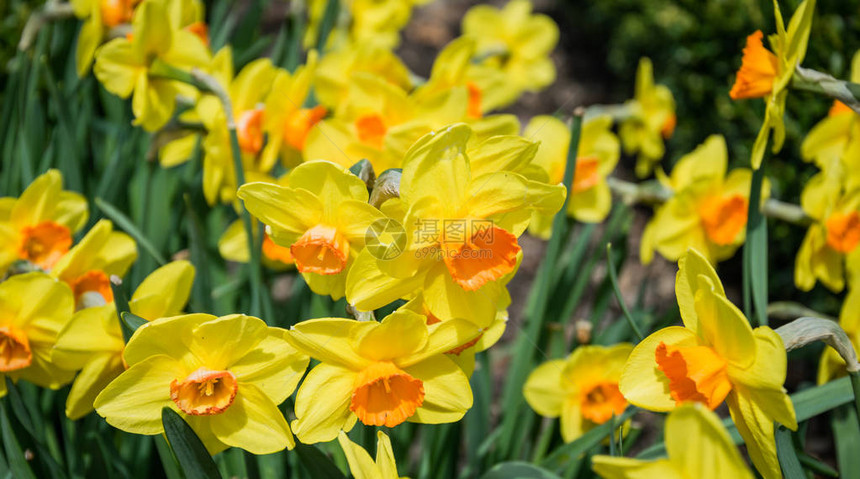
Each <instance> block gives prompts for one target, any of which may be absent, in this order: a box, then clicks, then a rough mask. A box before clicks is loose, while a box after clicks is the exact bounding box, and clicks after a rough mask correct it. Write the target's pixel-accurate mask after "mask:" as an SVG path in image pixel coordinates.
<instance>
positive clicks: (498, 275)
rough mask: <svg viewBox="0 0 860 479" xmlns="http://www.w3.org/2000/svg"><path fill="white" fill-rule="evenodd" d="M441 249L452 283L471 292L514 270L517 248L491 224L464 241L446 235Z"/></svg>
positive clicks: (494, 280) (508, 234) (516, 247)
mask: <svg viewBox="0 0 860 479" xmlns="http://www.w3.org/2000/svg"><path fill="white" fill-rule="evenodd" d="M442 249H443V251H444V257H443V259H444V261H445V266H447V267H448V272H450V273H451V277H452V278H453V279H454V282H455V283H457V284H458V285H460V287H461V288H463V289H465V290H466V291H475V290H477V289H478V288H480V287H481V286H483V285H485V284H486V283H488V282H490V281H495V280H497V279H499V278H501V277H502V276H504V275H506V274H508V273H510V272H511V271H513V270H514V268H516V266H517V255H518V254H519V252H520V245H519V244H517V237H516V236H514V235H512V234H511V233H509V232H507V231H505V230H503V229H502V228H499V227H497V226H495V225H493V226H491V227H488V228H486V229H482V230H479V231H476V232H474V233H473V234H472V236H471V237H467V238H465V241H463V240H460V241H456V240H454V239H453V238H451V237H450V236H447V235H446V236H445V237H444V238H443V241H442Z"/></svg>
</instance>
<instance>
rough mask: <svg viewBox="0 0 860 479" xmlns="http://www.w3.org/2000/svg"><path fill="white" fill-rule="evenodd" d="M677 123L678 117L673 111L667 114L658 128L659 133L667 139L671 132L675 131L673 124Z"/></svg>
mask: <svg viewBox="0 0 860 479" xmlns="http://www.w3.org/2000/svg"><path fill="white" fill-rule="evenodd" d="M677 124H678V117H677V116H675V114H674V113H672V114H671V115H669V117H668V118H666V121H665V122H663V128H661V129H660V134H661V135H663V138H665V139H667V140H668V139H669V138H672V134H673V133H675V126H676V125H677Z"/></svg>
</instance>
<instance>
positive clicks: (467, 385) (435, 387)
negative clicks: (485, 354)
mask: <svg viewBox="0 0 860 479" xmlns="http://www.w3.org/2000/svg"><path fill="white" fill-rule="evenodd" d="M404 371H406V372H407V373H409V374H410V375H411V376H412V377H415V378H418V379H420V380H421V381H423V382H424V402H423V403H422V404H421V406H420V407H419V408H418V409H416V410H415V414H413V415H412V416H410V417H409V419H408V421H410V422H418V423H424V424H440V423H446V422H456V421H459V420H460V419H461V418H462V417H463V415H464V414H466V411H468V410H469V408H470V407H472V388H471V387H470V386H469V378H467V377H466V375H465V374H464V373H463V371H462V370H461V369H460V368H459V367H457V365H456V364H455V363H454V361H452V360H450V359H449V358H447V357H445V356H444V355H439V356H433V357H431V358H429V359H427V360H425V361H422V362H420V363H417V364H413V365H412V366H409V367H407V368H404Z"/></svg>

========================

WHAT THE TASK ASKS >>
Please transcribe the listing exactly as it stands, but omit its pictures.

PROBLEM SOLUTION >>
Each <instance> block gives prompts for one target, any of which may be absent, in this order: a box, then clicks, then a rough mask. A box before clicks is loose, while a box after clicks is the exact bounding box, and clicks after a rough mask correct it. Write the target's pixel-accurate mask after "mask:" as an SVG path in image pixel coordinates.
<instance>
positive clicks: (498, 275)
rough mask: <svg viewBox="0 0 860 479" xmlns="http://www.w3.org/2000/svg"><path fill="white" fill-rule="evenodd" d="M441 249L452 283L471 292L514 270L517 248L491 224L464 241L446 235Z"/></svg>
positive clicks: (494, 280) (508, 234) (516, 247)
mask: <svg viewBox="0 0 860 479" xmlns="http://www.w3.org/2000/svg"><path fill="white" fill-rule="evenodd" d="M442 249H443V251H444V257H443V259H444V261H445V266H447V267H448V272H450V273H451V277H452V278H453V279H454V282H455V283H457V284H458V285H460V287H461V288H463V289H465V290H466V291H475V290H477V289H478V288H480V287H481V286H483V285H485V284H486V283H488V282H490V281H495V280H497V279H499V278H501V277H502V276H504V275H506V274H508V273H510V272H511V271H513V270H514V268H516V266H517V255H518V254H519V252H520V245H519V244H517V237H516V236H514V235H512V234H511V233H509V232H507V231H505V230H503V229H502V228H499V227H497V226H495V225H493V226H491V227H488V228H486V229H482V230H479V231H476V232H474V233H473V234H472V236H471V237H467V238H465V241H463V240H460V241H456V240H454V239H453V238H451V237H450V236H447V235H446V236H445V237H444V238H443V241H442Z"/></svg>
</instance>
<instance>
rough mask: <svg viewBox="0 0 860 479" xmlns="http://www.w3.org/2000/svg"><path fill="white" fill-rule="evenodd" d="M677 123L678 117L673 111L667 114L658 128L659 133L667 139L671 132L675 131L673 124Z"/></svg>
mask: <svg viewBox="0 0 860 479" xmlns="http://www.w3.org/2000/svg"><path fill="white" fill-rule="evenodd" d="M677 124H678V117H677V116H675V114H674V113H672V114H671V115H669V117H668V118H666V121H665V122H663V128H661V129H660V134H661V135H663V138H665V139H667V140H668V139H669V138H672V134H673V133H675V126H676V125H677Z"/></svg>
</instance>
<instance>
positive clicks: (467, 385) (435, 387)
negative clicks: (485, 354)
mask: <svg viewBox="0 0 860 479" xmlns="http://www.w3.org/2000/svg"><path fill="white" fill-rule="evenodd" d="M404 371H406V372H407V373H409V374H410V375H411V376H412V377H415V378H418V379H420V380H421V381H423V382H424V402H423V403H422V404H421V406H420V407H419V408H418V409H416V410H415V414H413V415H412V416H410V417H409V419H408V421H410V422H418V423H424V424H440V423H446V422H456V421H459V420H460V419H461V418H462V417H463V415H464V414H466V411H468V410H469V408H470V407H472V388H471V387H470V386H469V378H467V377H466V375H465V374H464V373H463V371H462V370H461V369H460V368H459V367H457V365H456V364H455V363H454V361H452V360H450V359H449V358H447V357H445V356H444V355H439V356H433V357H431V358H429V359H427V360H425V361H422V362H420V363H417V364H413V365H412V366H409V367H407V368H404Z"/></svg>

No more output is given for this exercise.